[[ PROVIDED INFORMATION open ]]
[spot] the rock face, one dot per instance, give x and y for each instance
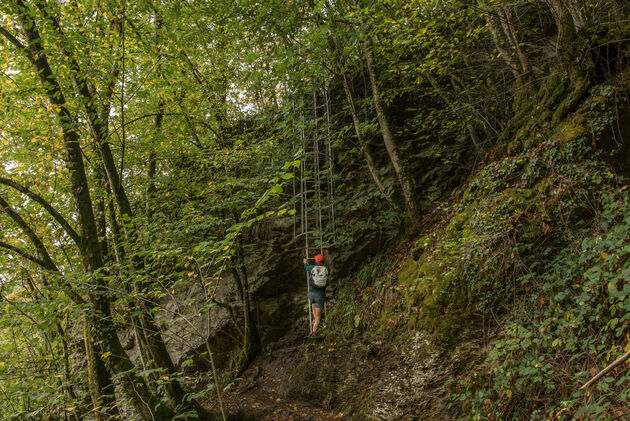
(278, 286)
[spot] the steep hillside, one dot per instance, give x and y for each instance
(513, 294)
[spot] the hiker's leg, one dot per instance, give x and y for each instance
(318, 317)
(314, 318)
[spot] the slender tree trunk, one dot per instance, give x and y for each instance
(99, 317)
(363, 144)
(406, 183)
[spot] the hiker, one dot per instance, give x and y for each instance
(317, 282)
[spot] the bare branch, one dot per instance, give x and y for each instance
(52, 211)
(22, 253)
(13, 39)
(605, 371)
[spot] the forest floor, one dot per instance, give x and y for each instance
(258, 395)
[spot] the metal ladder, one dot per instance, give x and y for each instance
(313, 184)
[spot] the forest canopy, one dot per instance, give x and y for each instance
(144, 144)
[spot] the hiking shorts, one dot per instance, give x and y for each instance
(317, 297)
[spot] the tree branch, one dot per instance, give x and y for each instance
(605, 371)
(22, 253)
(37, 198)
(13, 40)
(44, 260)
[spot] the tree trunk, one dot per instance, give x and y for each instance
(406, 183)
(363, 144)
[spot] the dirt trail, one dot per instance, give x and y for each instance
(258, 396)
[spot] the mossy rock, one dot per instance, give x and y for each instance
(570, 129)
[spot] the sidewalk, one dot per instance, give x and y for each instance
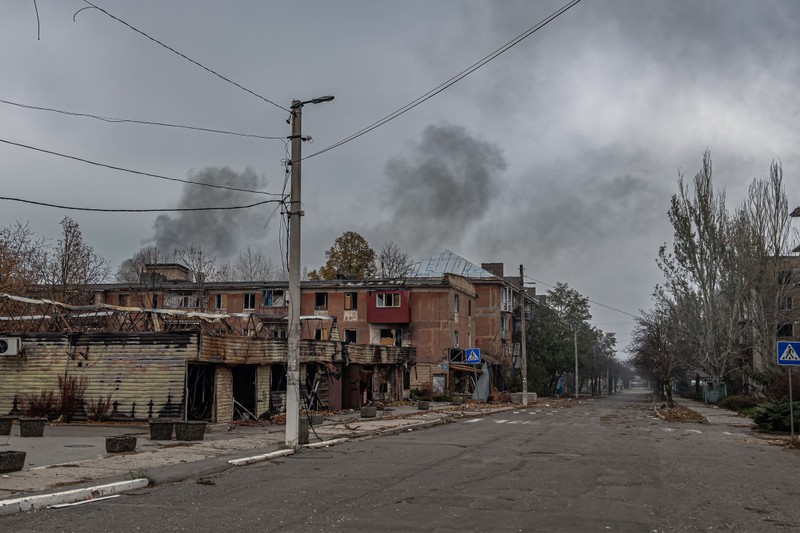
(715, 415)
(74, 456)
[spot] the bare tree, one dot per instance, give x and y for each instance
(19, 251)
(393, 262)
(700, 273)
(69, 268)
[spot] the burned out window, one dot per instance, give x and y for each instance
(388, 300)
(274, 298)
(277, 378)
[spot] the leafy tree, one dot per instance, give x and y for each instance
(350, 257)
(558, 321)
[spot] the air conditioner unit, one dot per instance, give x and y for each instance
(10, 346)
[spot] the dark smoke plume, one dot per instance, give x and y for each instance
(219, 233)
(444, 186)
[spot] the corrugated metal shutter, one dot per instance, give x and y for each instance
(223, 396)
(143, 372)
(262, 390)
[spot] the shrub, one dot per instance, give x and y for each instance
(774, 417)
(71, 390)
(42, 404)
(739, 402)
(98, 409)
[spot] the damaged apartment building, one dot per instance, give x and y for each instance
(172, 346)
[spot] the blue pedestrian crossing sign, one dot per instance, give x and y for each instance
(788, 353)
(473, 356)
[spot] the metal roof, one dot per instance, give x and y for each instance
(448, 262)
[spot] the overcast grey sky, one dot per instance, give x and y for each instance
(560, 155)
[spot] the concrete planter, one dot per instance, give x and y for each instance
(31, 427)
(12, 461)
(190, 430)
(302, 437)
(161, 429)
(121, 443)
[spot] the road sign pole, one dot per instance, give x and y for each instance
(791, 404)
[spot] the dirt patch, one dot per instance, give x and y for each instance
(680, 414)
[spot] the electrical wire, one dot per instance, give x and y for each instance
(452, 81)
(137, 172)
(187, 58)
(588, 299)
(145, 122)
(171, 210)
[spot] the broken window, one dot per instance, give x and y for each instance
(182, 300)
(277, 378)
(274, 298)
(388, 300)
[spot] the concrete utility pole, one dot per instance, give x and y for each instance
(576, 362)
(522, 340)
(293, 341)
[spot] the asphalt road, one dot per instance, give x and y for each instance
(604, 465)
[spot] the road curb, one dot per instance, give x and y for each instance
(325, 443)
(39, 501)
(258, 458)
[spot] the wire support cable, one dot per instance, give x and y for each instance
(174, 51)
(167, 210)
(137, 172)
(145, 122)
(452, 81)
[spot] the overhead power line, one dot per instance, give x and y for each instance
(452, 81)
(184, 56)
(588, 299)
(132, 121)
(137, 172)
(169, 210)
[[ PROVIDED INFORMATION closed ]]
PROBLEM DESCRIPTION
Leave the pictures behind and transcribe every record above exactly.

FINISHED TASK
[spot] the rock face, one dot per instance, give x and y for each instance
(278, 286)
[spot] the steep hillside, one dot per instance, give x and y for each instance
(513, 294)
[spot] the hiker's leg, one dot per instance, give x and y for each instance
(318, 317)
(314, 318)
[spot] the slender tree trunk, one dot per instance, give x and y for each instance
(99, 317)
(363, 144)
(406, 183)
[spot] the hiker, one dot per instance, give x and y for each instance
(317, 282)
[spot] the bare branch, one dot per instance, give x and y for each instance
(52, 211)
(22, 253)
(13, 39)
(605, 371)
[spot] the forest floor, one dot per instance, give x and y for each instance
(258, 395)
[spot] the metal ladder, one dot per instance, give x and y for each instance
(313, 184)
[spot] the forest canopy, one dot per instance, give x and y for each instance
(144, 144)
[spot] the hiking shorts, one dot per instance, give x and y for each instance
(317, 297)
[spot] the tree branch, one dot per instance, give x and y for each instance
(605, 371)
(22, 253)
(37, 198)
(13, 40)
(44, 260)
[spot] the tree trunk, one dot per instance, give x and y for each instance
(406, 183)
(363, 144)
[spot] the dirt trail, one dot per instance, give x and y for each instance
(258, 396)
[spot] the mossy rock, one dot per instance, give x and y for each instance
(570, 129)
[spot] the sidewalk, one dot per instance, give x and y for each instance
(715, 415)
(74, 456)
[spot] the bare tree, one dot per instance, give x and y for each instance
(19, 251)
(393, 262)
(700, 273)
(69, 268)
[spot] the burned out window, one dot per instance, give x and y for each instance
(388, 300)
(274, 298)
(277, 378)
[spot] the leafy tree, one dot per instance, give x and y for each instance
(350, 257)
(558, 321)
[spot] the air conditioner unit, one dot per instance, give x and y for each instance
(10, 346)
[spot] the dark smoke plume, one dot per instance, give x and y for each instance
(219, 233)
(444, 186)
[spot] the corrugated metal shutter, one dot per instance, give x and y for each instance
(223, 396)
(143, 372)
(262, 390)
[spot] the shrub, one dot per instance, give x and y for each instance
(774, 417)
(71, 390)
(42, 404)
(739, 402)
(98, 409)
[spot] the damaged apartment building, one dot per instance, give x and y for each instance
(172, 346)
[spot] the blue pedestrian crossing sign, one dot per instance, give x and y for each instance
(788, 353)
(473, 356)
[spot] the metal roof, one dot per instance, give x and y for each instance
(448, 262)
[spot] the overcast grey sky, one dot per instance, give x and y for each instance
(560, 155)
[spot] the concrete planter, one dot per instance, give x and y for each instance
(31, 427)
(12, 461)
(190, 430)
(302, 437)
(161, 429)
(121, 443)
[spot] the road sign pole, one dot per instance, give x and y for each instance
(791, 404)
[spot] the dirt patch, one dot per instance, give x and y for each instance
(680, 414)
[spot] the electrical wire, one dot per instance, give x and y for each instance
(452, 81)
(137, 172)
(187, 58)
(588, 299)
(145, 122)
(171, 210)
[spot] the broken window, one dot per instance, give x and y for each instance
(182, 300)
(277, 378)
(274, 298)
(388, 300)
[spot] the concrete utility pole, one dot per instance, give x and y for each instance
(576, 362)
(522, 340)
(293, 341)
[spot] the asphalt road, one dot per instance, give x and y for each instance
(604, 465)
[spot] the road curb, one dot per instance, give x and y for each instance
(325, 443)
(39, 501)
(258, 458)
[spot] the wire support cable, one dot per instance, give x and y for each instance
(174, 51)
(167, 210)
(137, 172)
(145, 122)
(452, 81)
[spot] the overhead power line, one dot per instance, give x and y for each instance
(452, 81)
(184, 56)
(588, 299)
(132, 121)
(137, 172)
(169, 210)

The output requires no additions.